**Supplied records**:
=====
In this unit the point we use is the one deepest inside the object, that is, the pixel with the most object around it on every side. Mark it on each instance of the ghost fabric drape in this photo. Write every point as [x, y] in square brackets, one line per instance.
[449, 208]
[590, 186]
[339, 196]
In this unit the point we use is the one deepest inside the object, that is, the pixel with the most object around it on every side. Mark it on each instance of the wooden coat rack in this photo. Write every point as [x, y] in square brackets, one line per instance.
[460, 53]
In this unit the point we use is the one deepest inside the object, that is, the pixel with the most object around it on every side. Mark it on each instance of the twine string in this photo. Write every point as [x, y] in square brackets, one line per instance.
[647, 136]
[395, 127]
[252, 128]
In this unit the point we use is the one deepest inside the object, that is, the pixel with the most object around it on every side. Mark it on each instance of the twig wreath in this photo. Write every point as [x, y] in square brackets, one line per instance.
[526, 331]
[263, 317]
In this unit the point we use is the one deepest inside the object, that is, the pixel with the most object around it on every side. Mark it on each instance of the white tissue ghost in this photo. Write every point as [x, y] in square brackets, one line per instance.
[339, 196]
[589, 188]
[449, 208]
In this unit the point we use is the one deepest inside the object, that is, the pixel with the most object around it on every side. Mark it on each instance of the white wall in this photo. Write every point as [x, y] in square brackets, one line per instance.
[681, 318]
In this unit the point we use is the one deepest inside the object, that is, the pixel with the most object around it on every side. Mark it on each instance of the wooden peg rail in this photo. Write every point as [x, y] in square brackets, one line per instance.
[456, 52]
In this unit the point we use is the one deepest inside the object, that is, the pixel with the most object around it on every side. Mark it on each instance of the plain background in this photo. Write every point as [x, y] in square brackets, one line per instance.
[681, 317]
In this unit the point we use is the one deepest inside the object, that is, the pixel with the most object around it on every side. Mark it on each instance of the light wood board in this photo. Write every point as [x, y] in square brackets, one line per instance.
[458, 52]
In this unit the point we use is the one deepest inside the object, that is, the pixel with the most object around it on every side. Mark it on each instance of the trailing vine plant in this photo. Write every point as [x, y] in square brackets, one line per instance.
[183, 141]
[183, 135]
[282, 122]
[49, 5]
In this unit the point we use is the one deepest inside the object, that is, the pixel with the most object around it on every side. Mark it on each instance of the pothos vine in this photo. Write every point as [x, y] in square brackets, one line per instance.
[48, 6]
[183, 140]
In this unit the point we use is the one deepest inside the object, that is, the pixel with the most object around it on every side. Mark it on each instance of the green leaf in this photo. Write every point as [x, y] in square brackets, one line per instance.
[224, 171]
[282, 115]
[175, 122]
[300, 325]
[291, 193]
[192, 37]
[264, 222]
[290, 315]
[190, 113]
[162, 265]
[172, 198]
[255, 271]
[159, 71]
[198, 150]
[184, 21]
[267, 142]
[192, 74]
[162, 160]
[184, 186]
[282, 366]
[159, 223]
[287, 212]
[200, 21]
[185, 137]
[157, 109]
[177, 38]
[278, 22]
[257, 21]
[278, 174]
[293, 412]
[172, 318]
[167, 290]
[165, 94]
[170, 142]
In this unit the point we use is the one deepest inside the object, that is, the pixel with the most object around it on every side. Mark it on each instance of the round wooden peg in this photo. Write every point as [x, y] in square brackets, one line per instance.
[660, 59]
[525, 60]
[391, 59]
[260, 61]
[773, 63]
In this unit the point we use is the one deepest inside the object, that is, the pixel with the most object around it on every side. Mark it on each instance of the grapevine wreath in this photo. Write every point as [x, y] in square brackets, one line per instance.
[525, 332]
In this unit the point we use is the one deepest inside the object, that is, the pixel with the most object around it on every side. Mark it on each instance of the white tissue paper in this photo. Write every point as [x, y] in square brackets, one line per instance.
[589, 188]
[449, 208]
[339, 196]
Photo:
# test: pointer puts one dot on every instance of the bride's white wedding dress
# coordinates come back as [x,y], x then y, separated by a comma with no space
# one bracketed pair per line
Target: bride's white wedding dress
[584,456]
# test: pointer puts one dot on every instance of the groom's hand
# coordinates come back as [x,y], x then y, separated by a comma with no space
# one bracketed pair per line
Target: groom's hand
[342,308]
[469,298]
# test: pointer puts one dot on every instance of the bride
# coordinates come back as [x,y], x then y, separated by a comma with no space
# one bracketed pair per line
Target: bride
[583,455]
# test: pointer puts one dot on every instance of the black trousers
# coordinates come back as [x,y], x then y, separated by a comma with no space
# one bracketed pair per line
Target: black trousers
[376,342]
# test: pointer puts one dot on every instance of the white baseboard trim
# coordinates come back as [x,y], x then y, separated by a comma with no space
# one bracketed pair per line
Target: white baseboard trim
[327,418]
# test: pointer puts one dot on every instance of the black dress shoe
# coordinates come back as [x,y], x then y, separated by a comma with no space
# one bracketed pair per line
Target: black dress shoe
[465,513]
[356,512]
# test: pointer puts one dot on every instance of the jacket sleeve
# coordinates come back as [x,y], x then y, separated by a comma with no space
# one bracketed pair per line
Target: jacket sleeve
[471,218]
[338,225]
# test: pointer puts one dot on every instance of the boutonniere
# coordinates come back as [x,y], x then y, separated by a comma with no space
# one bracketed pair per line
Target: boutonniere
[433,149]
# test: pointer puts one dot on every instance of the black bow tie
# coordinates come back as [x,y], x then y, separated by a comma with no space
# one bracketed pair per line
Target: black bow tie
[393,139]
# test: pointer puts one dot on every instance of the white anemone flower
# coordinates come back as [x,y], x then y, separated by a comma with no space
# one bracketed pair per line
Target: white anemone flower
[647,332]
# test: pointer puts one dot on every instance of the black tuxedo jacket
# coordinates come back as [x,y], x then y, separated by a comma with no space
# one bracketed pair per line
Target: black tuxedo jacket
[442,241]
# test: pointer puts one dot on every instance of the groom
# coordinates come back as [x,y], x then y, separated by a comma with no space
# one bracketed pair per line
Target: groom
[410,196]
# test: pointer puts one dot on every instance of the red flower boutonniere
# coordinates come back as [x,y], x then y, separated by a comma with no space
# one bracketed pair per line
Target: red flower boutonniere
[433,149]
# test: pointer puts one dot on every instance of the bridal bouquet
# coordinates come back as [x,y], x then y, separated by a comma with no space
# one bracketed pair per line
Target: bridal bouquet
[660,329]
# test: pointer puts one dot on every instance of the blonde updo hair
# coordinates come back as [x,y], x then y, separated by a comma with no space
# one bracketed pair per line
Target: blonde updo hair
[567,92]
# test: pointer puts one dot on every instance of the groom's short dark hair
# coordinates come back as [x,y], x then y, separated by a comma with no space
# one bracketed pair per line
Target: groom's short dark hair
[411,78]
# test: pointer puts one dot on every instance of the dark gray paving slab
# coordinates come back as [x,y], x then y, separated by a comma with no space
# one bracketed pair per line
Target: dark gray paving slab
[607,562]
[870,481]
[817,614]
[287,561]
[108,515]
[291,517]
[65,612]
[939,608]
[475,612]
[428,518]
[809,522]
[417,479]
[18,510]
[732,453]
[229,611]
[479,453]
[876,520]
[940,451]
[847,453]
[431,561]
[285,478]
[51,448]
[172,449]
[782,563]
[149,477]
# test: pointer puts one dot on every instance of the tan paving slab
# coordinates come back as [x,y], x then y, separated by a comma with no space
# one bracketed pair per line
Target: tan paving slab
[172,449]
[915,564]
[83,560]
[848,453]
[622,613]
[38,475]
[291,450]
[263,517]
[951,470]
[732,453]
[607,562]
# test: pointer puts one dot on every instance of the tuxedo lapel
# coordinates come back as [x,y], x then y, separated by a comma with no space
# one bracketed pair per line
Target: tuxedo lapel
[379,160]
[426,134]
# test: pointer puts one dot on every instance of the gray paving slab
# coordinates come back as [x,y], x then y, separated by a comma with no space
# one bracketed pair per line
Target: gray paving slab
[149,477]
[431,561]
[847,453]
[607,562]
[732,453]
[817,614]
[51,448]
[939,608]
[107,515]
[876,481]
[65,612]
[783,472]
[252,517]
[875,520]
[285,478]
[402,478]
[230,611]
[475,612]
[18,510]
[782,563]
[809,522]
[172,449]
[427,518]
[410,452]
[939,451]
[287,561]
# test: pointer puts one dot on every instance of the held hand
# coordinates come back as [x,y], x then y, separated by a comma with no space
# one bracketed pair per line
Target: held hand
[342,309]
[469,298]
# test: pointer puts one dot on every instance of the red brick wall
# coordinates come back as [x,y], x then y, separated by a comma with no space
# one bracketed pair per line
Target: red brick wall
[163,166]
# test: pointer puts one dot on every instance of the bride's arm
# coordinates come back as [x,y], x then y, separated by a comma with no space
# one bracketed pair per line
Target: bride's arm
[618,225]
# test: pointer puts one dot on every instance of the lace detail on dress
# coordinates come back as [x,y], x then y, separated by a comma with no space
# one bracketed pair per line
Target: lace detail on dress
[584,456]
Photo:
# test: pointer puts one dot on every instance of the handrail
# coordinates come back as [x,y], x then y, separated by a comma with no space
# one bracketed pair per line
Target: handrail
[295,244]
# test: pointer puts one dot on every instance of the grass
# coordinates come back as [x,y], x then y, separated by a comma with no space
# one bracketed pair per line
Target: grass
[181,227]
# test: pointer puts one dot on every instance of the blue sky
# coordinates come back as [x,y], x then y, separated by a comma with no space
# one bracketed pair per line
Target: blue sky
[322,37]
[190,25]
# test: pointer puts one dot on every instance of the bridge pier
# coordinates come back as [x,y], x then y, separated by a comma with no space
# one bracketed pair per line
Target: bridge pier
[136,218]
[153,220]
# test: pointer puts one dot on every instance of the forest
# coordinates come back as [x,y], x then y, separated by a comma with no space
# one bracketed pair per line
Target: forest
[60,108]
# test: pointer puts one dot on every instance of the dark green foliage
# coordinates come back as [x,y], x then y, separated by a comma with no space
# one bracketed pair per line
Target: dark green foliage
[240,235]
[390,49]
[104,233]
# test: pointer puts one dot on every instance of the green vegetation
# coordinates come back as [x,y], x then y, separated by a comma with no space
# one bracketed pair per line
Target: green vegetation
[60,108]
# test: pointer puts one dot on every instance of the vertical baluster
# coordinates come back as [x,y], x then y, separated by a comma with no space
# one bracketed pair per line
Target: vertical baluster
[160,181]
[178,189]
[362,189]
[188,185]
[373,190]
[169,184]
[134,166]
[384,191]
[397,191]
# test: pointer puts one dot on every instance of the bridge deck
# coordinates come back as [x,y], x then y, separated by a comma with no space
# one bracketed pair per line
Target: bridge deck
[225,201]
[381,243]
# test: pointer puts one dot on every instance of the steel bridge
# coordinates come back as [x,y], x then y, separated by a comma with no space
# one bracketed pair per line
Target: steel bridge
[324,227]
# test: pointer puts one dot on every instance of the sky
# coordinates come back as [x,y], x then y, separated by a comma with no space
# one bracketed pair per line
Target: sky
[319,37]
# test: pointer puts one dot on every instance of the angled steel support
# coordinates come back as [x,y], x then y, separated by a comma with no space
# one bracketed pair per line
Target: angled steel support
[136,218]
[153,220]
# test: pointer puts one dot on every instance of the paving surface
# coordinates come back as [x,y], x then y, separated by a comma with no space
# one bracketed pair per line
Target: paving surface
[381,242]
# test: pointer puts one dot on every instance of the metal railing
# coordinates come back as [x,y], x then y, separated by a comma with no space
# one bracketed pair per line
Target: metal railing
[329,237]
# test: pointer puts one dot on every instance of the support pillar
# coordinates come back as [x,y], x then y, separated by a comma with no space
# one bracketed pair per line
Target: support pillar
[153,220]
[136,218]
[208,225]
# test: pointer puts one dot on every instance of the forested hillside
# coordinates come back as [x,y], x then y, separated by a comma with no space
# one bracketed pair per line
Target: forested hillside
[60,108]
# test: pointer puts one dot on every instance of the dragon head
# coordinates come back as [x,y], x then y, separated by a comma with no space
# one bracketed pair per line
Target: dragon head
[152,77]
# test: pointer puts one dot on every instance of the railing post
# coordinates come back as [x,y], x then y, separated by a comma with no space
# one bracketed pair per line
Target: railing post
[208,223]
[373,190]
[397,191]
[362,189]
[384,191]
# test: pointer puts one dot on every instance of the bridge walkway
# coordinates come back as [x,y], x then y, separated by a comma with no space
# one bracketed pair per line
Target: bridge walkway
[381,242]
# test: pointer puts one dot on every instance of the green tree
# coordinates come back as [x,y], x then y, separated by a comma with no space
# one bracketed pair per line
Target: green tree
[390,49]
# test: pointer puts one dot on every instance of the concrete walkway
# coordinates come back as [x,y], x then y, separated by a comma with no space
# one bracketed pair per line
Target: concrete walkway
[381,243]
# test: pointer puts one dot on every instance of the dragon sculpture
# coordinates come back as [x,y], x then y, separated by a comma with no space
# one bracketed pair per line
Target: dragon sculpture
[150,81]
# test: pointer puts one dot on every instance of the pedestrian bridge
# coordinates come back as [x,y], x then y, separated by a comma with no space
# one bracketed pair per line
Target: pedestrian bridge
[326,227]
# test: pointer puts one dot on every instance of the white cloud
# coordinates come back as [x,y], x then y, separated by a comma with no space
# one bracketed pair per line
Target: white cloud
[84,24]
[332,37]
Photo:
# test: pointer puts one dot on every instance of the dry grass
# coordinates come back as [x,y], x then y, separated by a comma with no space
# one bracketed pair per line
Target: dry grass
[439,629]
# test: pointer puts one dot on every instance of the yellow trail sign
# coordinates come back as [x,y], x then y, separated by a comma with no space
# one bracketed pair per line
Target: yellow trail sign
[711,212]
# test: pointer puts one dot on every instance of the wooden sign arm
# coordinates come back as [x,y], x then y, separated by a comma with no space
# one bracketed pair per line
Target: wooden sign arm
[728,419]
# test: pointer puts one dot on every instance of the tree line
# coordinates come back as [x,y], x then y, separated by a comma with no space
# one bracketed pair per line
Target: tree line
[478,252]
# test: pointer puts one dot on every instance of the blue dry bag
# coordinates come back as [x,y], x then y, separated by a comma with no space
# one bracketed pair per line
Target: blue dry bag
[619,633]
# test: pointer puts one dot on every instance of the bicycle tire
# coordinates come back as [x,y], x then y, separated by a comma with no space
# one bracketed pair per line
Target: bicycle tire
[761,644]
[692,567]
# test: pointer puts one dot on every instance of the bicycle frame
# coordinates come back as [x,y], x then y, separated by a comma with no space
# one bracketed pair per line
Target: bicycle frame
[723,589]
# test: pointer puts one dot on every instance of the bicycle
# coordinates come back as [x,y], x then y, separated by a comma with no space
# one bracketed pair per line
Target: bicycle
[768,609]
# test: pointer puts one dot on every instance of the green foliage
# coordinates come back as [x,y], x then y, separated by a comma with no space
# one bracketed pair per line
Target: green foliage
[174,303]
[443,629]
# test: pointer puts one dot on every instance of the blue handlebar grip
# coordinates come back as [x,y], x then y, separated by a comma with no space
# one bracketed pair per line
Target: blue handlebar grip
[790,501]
=====
**Given problem**:
All lines from the one that contains "the yellow trail sign" through the end of the material are to be quoted exactly, with both ends included.

**Answer to the exercise**:
# test: pointer puts one dot on every instance of the yellow trail sign
# coordinates come back as [x,y], x then y, separated by a comma with no space
# one bracketed pair per line
Target: yellow trail sign
[711,212]
# test: pointer puts one dot on every instance of the wooden sign arm
# coordinates come back as [x,y], x then y, separated by a comma with no space
# one bracketed pair per line
Target: wooden sign arm
[728,419]
# test: pointer puts one dot on every instance of the tree line
# coordinates come back as [x,y], x then y, separated by a comma with no space
# one bracketed pair per line
Target: tree line
[478,252]
# test: pointer puts one dot on every instance of the blue dry bag
# coordinates come back as [x,y], x then y, separated by a comma with no space
# one bracketed pair per line
Target: blue dry bag
[619,633]
# test: pointer puts one dot on every instance of the bicycle tire
# coordinates come back as [x,y], x then y, separated by a comma with no space
# one bracketed pair per line
Target: bicycle tire
[761,644]
[692,567]
# test: pointer puts one dot on every instance of the bicycle frame
# coordinates come back as [x,y], x then y, separated by a comma with no space
# one bracketed pair per line
Target: bicycle frame
[723,589]
# test: pointer puts one dot on every instance of the bicycle
# coordinates come back as [x,y], x then y, separated by a comma with no space
# one bracketed pair per line
Target: bicycle
[768,609]
# test: pointer puts one dot on every instance of the green foliage
# coordinates come back as [x,y], x then y, separated by a comma with no space
# one bracketed pair per line
Target: green foliage
[174,303]
[443,629]
# test: pointer puts one dot on every instance of the blue handlebar grip
# coordinates come back as [x,y], x then y, separated by a comma with no space
# one bracketed pair per line
Target: blue handlebar grip
[790,501]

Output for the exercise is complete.